#### [Text segment]
Embryo Transfer for Horses
One plus one plus one equals one. The stallion, dam, and surrogate dam probably never met, but all three contributed to produce a foal. Today's assisted breeding technologies can overcome the constraints of distance, competitive involvement, reproductive health, and the calendar.
As a horse breeder, you can employ embryo transfer to produce better foals (in most breeds except Thoroughbreds). In your goal of improving your stock, you can influence the quality of the new generation. Your valuable mare is able to reproduce many more foals than possible through traditional breeding regimens.
You benefit from two decades of equine research, much of it pursued at Colorado State University. In CSU's Equine Reproduction Laboratory, research has generated a clinical service for horse breeders across the United States. Much of this equine research follows procedures pioneered in the larger bovine industry.

#### [Data shown]
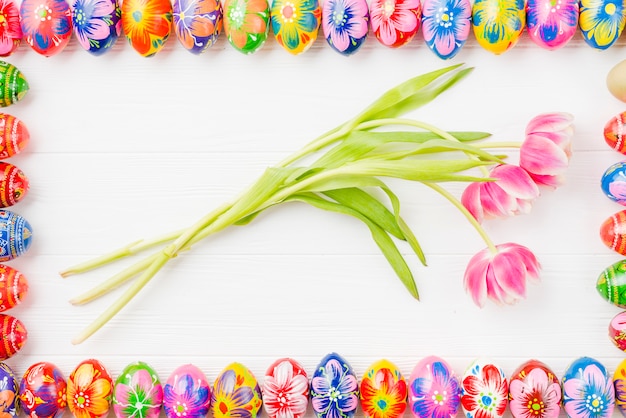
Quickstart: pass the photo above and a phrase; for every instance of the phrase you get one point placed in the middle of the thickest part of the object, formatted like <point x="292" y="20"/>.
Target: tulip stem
<point x="481" y="231"/>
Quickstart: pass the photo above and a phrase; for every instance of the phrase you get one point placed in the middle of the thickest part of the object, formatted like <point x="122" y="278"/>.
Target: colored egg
<point x="383" y="380"/>
<point x="14" y="135"/>
<point x="551" y="24"/>
<point x="46" y="25"/>
<point x="334" y="379"/>
<point x="137" y="392"/>
<point x="97" y="24"/>
<point x="285" y="378"/>
<point x="446" y="25"/>
<point x="395" y="22"/>
<point x="15" y="235"/>
<point x="601" y="22"/>
<point x="9" y="392"/>
<point x="246" y="24"/>
<point x="10" y="29"/>
<point x="43" y="391"/>
<point x="534" y="390"/>
<point x="197" y="23"/>
<point x="295" y="23"/>
<point x="186" y="393"/>
<point x="13" y="84"/>
<point x="13" y="287"/>
<point x="345" y="27"/>
<point x="613" y="182"/>
<point x="89" y="390"/>
<point x="234" y="390"/>
<point x="484" y="390"/>
<point x="147" y="24"/>
<point x="498" y="24"/>
<point x="588" y="390"/>
<point x="434" y="389"/>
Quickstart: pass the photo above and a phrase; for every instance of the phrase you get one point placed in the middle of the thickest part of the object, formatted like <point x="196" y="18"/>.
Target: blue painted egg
<point x="9" y="391"/>
<point x="15" y="235"/>
<point x="334" y="388"/>
<point x="588" y="390"/>
<point x="613" y="182"/>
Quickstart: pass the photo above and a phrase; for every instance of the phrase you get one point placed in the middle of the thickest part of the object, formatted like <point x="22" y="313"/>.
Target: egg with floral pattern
<point x="186" y="393"/>
<point x="43" y="391"/>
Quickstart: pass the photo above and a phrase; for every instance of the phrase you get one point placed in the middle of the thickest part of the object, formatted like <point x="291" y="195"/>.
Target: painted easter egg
<point x="246" y="24"/>
<point x="285" y="379"/>
<point x="484" y="390"/>
<point x="395" y="22"/>
<point x="9" y="392"/>
<point x="383" y="380"/>
<point x="601" y="22"/>
<point x="97" y="24"/>
<point x="234" y="390"/>
<point x="295" y="23"/>
<point x="334" y="388"/>
<point x="551" y="23"/>
<point x="434" y="389"/>
<point x="10" y="28"/>
<point x="13" y="287"/>
<point x="14" y="135"/>
<point x="147" y="24"/>
<point x="43" y="391"/>
<point x="534" y="390"/>
<point x="137" y="392"/>
<point x="46" y="25"/>
<point x="498" y="24"/>
<point x="613" y="182"/>
<point x="186" y="393"/>
<point x="446" y="25"/>
<point x="13" y="84"/>
<point x="197" y="23"/>
<point x="588" y="390"/>
<point x="89" y="390"/>
<point x="345" y="24"/>
<point x="15" y="235"/>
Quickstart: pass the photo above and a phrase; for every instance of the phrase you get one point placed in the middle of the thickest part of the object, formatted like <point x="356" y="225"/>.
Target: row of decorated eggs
<point x="47" y="25"/>
<point x="432" y="390"/>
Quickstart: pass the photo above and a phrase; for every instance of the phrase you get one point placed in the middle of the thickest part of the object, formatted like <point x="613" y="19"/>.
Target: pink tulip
<point x="547" y="149"/>
<point x="512" y="193"/>
<point x="501" y="276"/>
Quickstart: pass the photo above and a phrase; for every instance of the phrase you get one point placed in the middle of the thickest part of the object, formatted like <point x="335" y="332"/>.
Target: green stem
<point x="481" y="231"/>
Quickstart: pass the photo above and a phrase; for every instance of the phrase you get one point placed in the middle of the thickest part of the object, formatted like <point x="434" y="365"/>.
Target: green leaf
<point x="382" y="239"/>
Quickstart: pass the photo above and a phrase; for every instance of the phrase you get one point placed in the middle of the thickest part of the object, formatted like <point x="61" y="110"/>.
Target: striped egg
<point x="587" y="390"/>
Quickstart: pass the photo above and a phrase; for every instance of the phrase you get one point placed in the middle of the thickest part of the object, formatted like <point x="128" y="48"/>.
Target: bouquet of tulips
<point x="350" y="164"/>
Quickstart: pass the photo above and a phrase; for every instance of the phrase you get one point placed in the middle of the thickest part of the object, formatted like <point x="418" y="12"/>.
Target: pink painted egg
<point x="484" y="390"/>
<point x="186" y="393"/>
<point x="285" y="389"/>
<point x="434" y="389"/>
<point x="534" y="390"/>
<point x="89" y="390"/>
<point x="43" y="391"/>
<point x="383" y="380"/>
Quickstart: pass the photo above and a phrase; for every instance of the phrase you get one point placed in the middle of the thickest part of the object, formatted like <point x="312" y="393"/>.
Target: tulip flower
<point x="501" y="275"/>
<point x="511" y="193"/>
<point x="547" y="149"/>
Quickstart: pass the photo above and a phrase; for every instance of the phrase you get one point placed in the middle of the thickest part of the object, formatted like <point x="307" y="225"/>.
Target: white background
<point x="125" y="147"/>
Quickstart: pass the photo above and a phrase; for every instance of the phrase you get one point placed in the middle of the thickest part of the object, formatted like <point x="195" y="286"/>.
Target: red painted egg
<point x="14" y="135"/>
<point x="14" y="336"/>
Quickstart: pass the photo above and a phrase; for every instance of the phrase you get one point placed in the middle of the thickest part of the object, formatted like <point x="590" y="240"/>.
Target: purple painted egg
<point x="186" y="393"/>
<point x="484" y="390"/>
<point x="285" y="389"/>
<point x="9" y="392"/>
<point x="43" y="391"/>
<point x="433" y="389"/>
<point x="534" y="390"/>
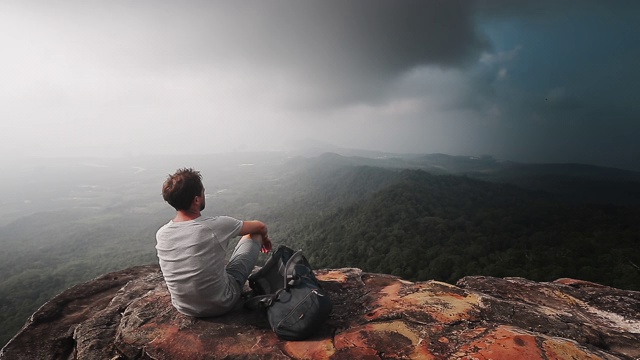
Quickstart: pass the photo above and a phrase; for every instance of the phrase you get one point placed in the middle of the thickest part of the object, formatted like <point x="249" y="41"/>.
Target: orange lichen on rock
<point x="388" y="339"/>
<point x="172" y="342"/>
<point x="333" y="275"/>
<point x="504" y="343"/>
<point x="561" y="349"/>
<point x="310" y="349"/>
<point x="441" y="302"/>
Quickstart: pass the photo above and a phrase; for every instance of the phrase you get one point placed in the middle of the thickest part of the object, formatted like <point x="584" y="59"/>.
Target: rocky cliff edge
<point x="128" y="315"/>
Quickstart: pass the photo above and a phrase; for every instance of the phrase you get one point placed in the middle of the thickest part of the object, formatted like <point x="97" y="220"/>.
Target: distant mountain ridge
<point x="417" y="216"/>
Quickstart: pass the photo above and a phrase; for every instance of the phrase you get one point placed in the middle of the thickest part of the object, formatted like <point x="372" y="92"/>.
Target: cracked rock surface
<point x="128" y="315"/>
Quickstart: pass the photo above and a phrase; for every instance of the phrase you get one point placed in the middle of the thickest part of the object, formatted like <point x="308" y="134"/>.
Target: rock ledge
<point x="128" y="315"/>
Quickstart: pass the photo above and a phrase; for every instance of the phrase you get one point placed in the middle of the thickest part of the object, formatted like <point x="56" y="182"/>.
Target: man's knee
<point x="254" y="237"/>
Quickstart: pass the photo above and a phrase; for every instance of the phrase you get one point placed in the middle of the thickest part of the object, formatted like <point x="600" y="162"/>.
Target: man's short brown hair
<point x="182" y="187"/>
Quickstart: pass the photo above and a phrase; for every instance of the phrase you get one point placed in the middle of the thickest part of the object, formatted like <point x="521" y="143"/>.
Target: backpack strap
<point x="291" y="276"/>
<point x="263" y="301"/>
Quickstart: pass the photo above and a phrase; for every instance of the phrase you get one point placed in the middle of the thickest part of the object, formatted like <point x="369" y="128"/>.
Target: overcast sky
<point x="533" y="81"/>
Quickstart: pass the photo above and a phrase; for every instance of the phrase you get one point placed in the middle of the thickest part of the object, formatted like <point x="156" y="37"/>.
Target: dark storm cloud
<point x="343" y="50"/>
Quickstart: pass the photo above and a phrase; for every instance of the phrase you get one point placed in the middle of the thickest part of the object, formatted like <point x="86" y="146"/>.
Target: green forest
<point x="388" y="216"/>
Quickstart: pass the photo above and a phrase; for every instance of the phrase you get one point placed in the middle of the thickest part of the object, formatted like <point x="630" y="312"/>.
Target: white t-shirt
<point x="192" y="259"/>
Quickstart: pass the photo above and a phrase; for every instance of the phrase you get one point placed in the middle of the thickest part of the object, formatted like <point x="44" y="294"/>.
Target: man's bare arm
<point x="257" y="227"/>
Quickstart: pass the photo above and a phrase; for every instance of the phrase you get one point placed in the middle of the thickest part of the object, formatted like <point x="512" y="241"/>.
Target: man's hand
<point x="266" y="244"/>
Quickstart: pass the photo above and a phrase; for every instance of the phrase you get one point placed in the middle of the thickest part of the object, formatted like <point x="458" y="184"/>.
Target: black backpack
<point x="294" y="300"/>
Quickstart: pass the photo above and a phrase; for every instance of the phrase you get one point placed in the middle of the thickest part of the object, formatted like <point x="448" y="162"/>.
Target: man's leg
<point x="244" y="258"/>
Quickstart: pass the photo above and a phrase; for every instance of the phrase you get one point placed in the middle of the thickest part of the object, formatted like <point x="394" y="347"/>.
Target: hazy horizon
<point x="532" y="81"/>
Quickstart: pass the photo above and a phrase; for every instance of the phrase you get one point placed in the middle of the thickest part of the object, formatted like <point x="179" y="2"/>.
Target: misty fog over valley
<point x="423" y="139"/>
<point x="441" y="217"/>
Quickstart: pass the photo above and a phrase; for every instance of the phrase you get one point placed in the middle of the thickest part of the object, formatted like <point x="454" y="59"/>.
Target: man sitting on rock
<point x="191" y="249"/>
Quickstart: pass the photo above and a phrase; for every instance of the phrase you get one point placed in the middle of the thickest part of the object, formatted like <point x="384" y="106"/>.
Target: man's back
<point x="192" y="259"/>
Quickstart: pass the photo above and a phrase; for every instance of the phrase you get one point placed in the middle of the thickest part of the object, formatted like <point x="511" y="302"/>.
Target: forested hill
<point x="443" y="227"/>
<point x="420" y="217"/>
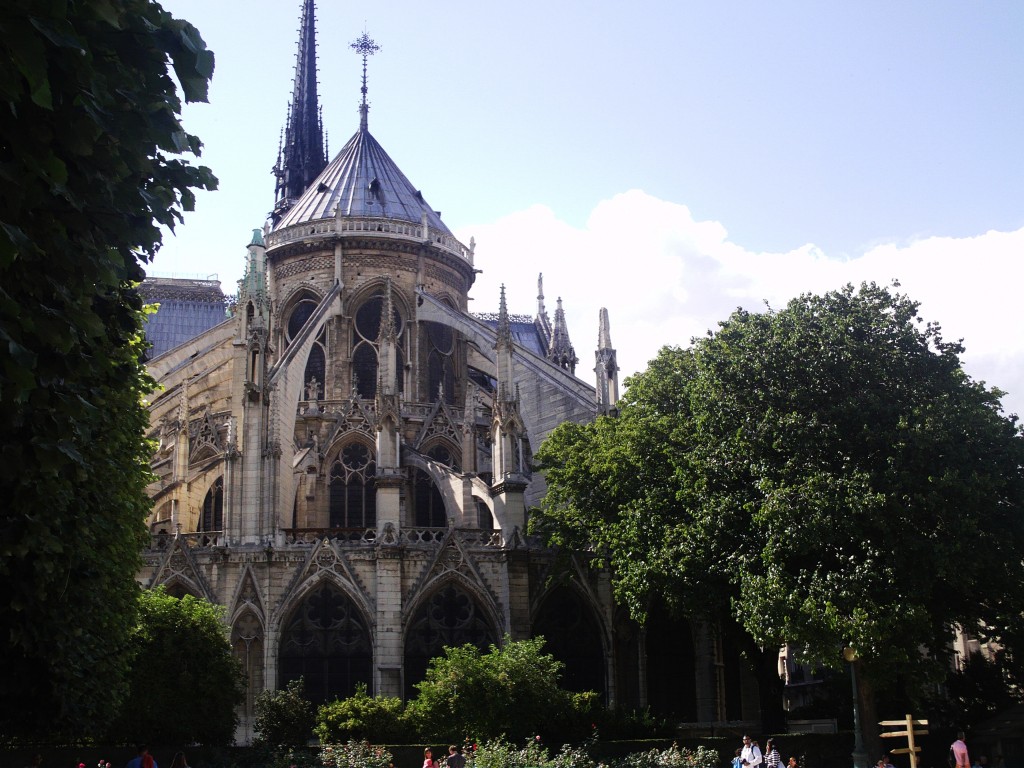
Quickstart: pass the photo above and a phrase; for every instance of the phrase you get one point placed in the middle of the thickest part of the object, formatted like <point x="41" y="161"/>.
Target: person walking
<point x="750" y="756"/>
<point x="455" y="758"/>
<point x="958" y="752"/>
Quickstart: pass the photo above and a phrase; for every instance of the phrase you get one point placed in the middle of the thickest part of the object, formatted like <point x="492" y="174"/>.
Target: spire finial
<point x="302" y="157"/>
<point x="365" y="46"/>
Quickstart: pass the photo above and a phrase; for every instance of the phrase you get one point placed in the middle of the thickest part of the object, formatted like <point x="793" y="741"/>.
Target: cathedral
<point x="343" y="461"/>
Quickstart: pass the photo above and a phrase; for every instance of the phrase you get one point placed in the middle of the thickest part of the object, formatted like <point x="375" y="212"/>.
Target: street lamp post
<point x="859" y="754"/>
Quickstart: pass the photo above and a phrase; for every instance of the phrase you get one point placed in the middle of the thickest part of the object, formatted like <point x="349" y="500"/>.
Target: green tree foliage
<point x="363" y="717"/>
<point x="285" y="718"/>
<point x="511" y="690"/>
<point x="185" y="680"/>
<point x="827" y="472"/>
<point x="90" y="167"/>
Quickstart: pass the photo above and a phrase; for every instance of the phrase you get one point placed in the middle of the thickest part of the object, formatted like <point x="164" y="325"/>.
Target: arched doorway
<point x="573" y="637"/>
<point x="327" y="642"/>
<point x="449" y="617"/>
<point x="672" y="686"/>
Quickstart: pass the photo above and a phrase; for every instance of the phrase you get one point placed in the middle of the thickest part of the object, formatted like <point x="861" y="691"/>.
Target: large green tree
<point x="511" y="690"/>
<point x="825" y="475"/>
<point x="91" y="165"/>
<point x="185" y="680"/>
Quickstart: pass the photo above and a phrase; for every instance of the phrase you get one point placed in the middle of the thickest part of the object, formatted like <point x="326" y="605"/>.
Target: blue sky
<point x="667" y="160"/>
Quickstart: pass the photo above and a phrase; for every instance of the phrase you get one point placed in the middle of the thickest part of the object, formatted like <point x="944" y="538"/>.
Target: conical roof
<point x="361" y="182"/>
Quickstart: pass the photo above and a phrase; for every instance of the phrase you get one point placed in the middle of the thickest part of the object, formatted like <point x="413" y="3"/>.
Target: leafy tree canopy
<point x="90" y="167"/>
<point x="284" y="718"/>
<point x="826" y="472"/>
<point x="185" y="680"/>
<point x="512" y="689"/>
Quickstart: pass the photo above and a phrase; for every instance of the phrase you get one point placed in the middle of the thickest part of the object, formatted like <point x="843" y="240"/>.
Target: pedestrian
<point x="750" y="756"/>
<point x="455" y="759"/>
<point x="957" y="752"/>
<point x="142" y="760"/>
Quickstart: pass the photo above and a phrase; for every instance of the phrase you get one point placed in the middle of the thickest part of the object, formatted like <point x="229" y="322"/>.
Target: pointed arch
<point x="352" y="485"/>
<point x="326" y="639"/>
<point x="670" y="649"/>
<point x="177" y="586"/>
<point x="212" y="515"/>
<point x="576" y="637"/>
<point x="367" y="307"/>
<point x="451" y="614"/>
<point x="248" y="641"/>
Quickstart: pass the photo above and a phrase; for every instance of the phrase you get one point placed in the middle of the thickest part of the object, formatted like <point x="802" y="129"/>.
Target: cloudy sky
<point x="667" y="160"/>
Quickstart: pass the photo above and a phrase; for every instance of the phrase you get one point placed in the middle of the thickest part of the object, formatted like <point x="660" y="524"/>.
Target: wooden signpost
<point x="911" y="728"/>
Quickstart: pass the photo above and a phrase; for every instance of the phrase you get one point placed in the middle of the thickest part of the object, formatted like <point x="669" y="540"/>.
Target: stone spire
<point x="366" y="48"/>
<point x="561" y="351"/>
<point x="542" y="321"/>
<point x="387" y="346"/>
<point x="302" y="156"/>
<point x="388" y="406"/>
<point x="606" y="368"/>
<point x="503" y="347"/>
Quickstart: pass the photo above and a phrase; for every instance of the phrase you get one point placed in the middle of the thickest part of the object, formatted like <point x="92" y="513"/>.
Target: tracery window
<point x="366" y="330"/>
<point x="428" y="502"/>
<point x="440" y="366"/>
<point x="213" y="507"/>
<point x="573" y="637"/>
<point x="353" y="493"/>
<point x="327" y="643"/>
<point x="450" y="617"/>
<point x="315" y="374"/>
<point x="442" y="455"/>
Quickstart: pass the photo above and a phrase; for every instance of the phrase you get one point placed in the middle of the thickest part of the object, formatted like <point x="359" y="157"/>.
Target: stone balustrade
<point x="382" y="227"/>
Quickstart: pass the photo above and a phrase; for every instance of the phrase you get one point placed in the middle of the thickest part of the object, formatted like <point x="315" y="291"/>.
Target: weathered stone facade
<point x="345" y="465"/>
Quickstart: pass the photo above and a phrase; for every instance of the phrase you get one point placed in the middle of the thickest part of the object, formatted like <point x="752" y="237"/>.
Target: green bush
<point x="511" y="690"/>
<point x="360" y="717"/>
<point x="354" y="755"/>
<point x="284" y="718"/>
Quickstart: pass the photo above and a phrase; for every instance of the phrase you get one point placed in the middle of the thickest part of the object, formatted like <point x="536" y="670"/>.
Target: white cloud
<point x="666" y="278"/>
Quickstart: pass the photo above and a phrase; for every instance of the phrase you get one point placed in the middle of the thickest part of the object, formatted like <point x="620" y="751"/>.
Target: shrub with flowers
<point x="354" y="755"/>
<point x="674" y="757"/>
<point x="501" y="754"/>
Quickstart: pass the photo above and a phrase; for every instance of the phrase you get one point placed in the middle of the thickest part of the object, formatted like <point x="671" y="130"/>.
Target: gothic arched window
<point x="327" y="643"/>
<point x="451" y="617"/>
<point x="366" y="330"/>
<point x="440" y="366"/>
<point x="573" y="637"/>
<point x="315" y="374"/>
<point x="353" y="494"/>
<point x="301" y="312"/>
<point x="428" y="503"/>
<point x="213" y="507"/>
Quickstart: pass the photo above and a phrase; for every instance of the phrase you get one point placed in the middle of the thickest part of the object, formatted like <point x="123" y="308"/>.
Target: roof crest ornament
<point x="365" y="46"/>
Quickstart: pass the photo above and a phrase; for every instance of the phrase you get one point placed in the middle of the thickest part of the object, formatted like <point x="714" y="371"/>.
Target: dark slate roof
<point x="361" y="181"/>
<point x="187" y="308"/>
<point x="524" y="330"/>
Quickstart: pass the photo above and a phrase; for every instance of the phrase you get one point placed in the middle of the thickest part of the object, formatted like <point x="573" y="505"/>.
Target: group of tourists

#### [Goal of the exercise]
Copy out the text on embryo transfer for horses word for word, in full.

#### [Response to this exercise]
Embryo Transfer for Horses
One plus one plus one equals one. The stallion, dam, and surrogate dam probably never met, but all three contributed to produce a foal. Today's assisted breeding technologies can overcome the constraints of distance, competitive involvement, reproductive health, and the calendar.
As a horse breeder, you can employ embryo transfer to produce better foals (in most breeds except Thoroughbreds). In your goal of improving your stock, you can influence the quality of the new generation. Your valuable mare is able to reproduce many more foals than possible through traditional breeding regimens.
You benefit from two decades of equine research, much of it pursued at Colorado State University. In CSU's Equine Reproduction Laboratory, research has generated a clinical service for horse breeders across the United States. Much of this equine research follows procedures pioneered in the larger bovine industry.